**Passage shown**
He goes on to offer great advice to young writers: Write a lot. Write everyday. Great advice from a writer who has made a creative career that matters. Read his stuff. Study it. Copy it and make it your own. By making it your own, I mean add value. If you can add value to someone else’s ideas, you are making the world better for all of us. You are making “plumbing for the next creative act”.

The Best Part of My Day

I worked a 10 1/2 hour day today. It was a long day but also a good day.

I visited the Occupational Therapy Assisting program student mobile app presentations. This was the culminating moment in our semester-long work toward using iPads in the college classroom.

I received a nice compliment and words of encouragement from a colleague I respect very much.

I got home to a great dinner with my wife and daughter and then snuggled up with daughter on the couch to watch Johnny Test.

All good things, but the absolute best part of my day happened 20 minutes ago when my 5 year old daughter said, “Dad, I’m feeling very proud of myself. I’m growing up and learning lots of new things.”

Life is busy, noisy and chaotic at the edges. There is purpose in the center. Sometimes you have to find it. Sometimes it finds you.

For a future-oriented person like me, there is no better contribution to be made than being a dad and an educator.

Living Someone Else’s Dream

I teach at a community college and know that there are thousands and thousands of students with no idea of how they want to use their lives. Many are being trained for vocations in which they have little interest or enthusiasm. Somewhere along they way, these students have borrowed someone else’s dream. Some are starting on career paths with the belief that the point of their work will be to make money which will allow them the freedom to magically discover their interests and pursue a better life. That doesn’t happen. The pursuit of money fuels the cycle of disappointment.

Samsara is the Buddhist concept of being entrapped in the cycle of perpetual despair. We are trapped. Our children get trapped. Their children get trapped. We build lives that justify the experience of our suffering. We habituate ourselves to routines and expectations that do not serve us. Our children learn to do the same. They teach their children to do the same.

**Given data**

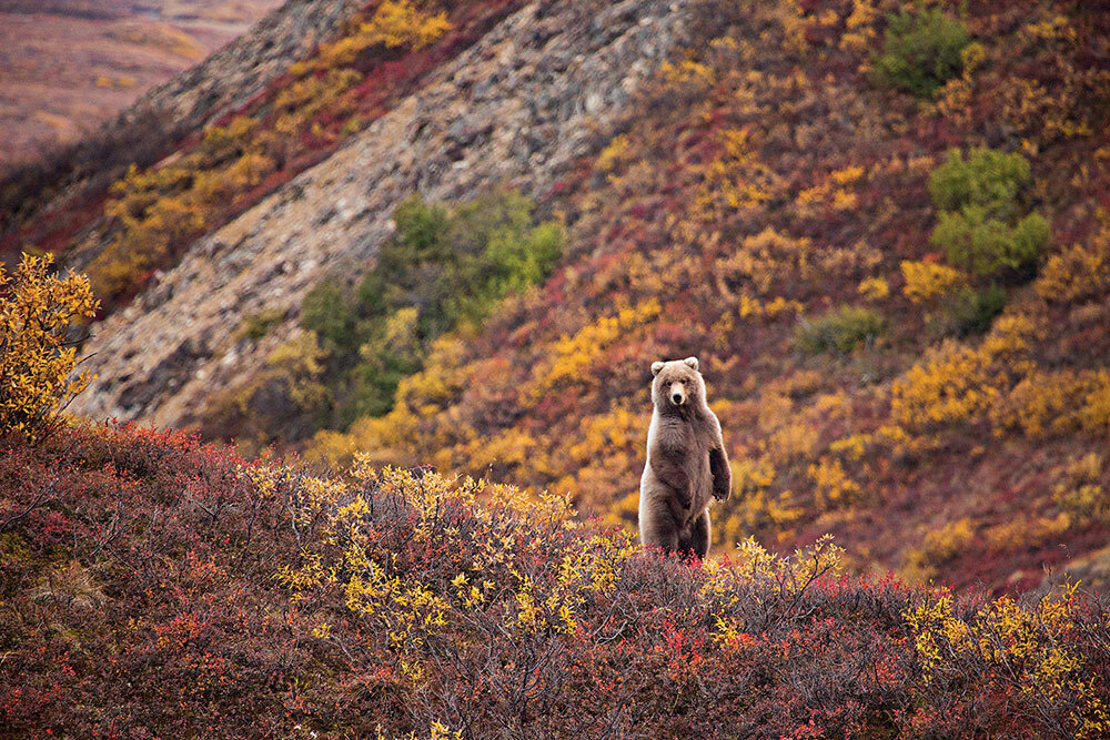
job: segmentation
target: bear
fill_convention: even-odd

**What you need to do**
Answer these from the blog passage:
1. How long was the writer's workday on the day described?
2. What show did the writer watch with their daughter on the couch?
3. Which Buddhist concept does the passage name, and how does it define it?

**Exercise solution**
1. 10 1/2 hours.
2. Johnny Test.
3. Samsara, the concept of being entrapped in the cycle of perpetual despair.